◆ What is required ◆
Rewrite the data from its first line up to and including the line that contains "152;719;1300;867" as a numbered list, leaving out any blank lines.

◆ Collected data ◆
+ + + + + + +
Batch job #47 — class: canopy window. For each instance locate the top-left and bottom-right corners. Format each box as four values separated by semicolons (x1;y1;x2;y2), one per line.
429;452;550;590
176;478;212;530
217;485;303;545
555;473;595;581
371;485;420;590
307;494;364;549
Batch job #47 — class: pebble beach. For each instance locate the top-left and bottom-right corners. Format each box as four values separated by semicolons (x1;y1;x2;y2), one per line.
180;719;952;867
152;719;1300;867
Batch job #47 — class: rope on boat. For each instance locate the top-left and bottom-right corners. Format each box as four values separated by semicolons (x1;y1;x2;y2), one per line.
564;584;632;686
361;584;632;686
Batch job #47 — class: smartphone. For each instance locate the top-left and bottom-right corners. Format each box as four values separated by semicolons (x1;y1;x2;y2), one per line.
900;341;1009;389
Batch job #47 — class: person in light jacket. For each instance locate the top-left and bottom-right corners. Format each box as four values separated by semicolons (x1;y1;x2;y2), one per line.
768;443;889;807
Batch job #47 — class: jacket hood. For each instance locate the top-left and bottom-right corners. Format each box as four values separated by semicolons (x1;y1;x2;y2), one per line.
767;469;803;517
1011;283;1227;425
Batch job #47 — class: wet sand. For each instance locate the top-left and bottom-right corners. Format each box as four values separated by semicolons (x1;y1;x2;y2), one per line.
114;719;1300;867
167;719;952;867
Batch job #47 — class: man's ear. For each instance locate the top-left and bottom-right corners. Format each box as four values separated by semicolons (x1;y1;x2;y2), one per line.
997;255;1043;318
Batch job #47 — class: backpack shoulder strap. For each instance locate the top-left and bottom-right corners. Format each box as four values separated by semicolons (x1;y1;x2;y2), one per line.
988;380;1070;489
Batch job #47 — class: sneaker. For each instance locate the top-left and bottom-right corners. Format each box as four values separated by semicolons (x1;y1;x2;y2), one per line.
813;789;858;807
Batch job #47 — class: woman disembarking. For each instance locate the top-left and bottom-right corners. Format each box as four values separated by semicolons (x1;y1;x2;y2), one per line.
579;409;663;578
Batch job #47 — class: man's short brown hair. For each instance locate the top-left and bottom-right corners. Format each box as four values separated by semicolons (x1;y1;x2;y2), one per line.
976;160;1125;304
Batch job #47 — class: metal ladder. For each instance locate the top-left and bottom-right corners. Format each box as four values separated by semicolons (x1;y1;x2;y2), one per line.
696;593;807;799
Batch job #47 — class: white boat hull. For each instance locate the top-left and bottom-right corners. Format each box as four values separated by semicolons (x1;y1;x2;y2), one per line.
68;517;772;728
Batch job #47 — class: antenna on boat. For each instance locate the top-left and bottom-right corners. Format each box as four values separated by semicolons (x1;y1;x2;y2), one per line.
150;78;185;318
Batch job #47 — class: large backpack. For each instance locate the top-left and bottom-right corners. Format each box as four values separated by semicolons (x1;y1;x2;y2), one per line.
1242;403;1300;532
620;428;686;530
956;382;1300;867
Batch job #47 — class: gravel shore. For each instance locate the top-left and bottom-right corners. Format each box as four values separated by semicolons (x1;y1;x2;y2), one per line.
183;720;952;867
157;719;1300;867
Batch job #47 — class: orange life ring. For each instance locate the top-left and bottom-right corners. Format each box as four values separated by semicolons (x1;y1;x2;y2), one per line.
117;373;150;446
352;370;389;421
+ + + + + + +
◆ Exercise output ◆
1. Batch job #47 — class: canopy window. For each instance locate the top-left and bottom-right corners. Format each box as four values separated by semicolons (x1;y1;x2;y2), one per line.
2. 429;452;550;590
3. 176;478;212;530
4. 217;485;303;545
5. 555;473;595;581
6. 371;485;420;590
7. 307;494;364;549
8. Batch job #47 — class: pebble beach. For each instance locate the top-left and bottom-right corners. Format each box as four values separated by semicolons (x1;y1;x2;y2), one per line.
9. 180;719;952;867
10. 152;719;1300;867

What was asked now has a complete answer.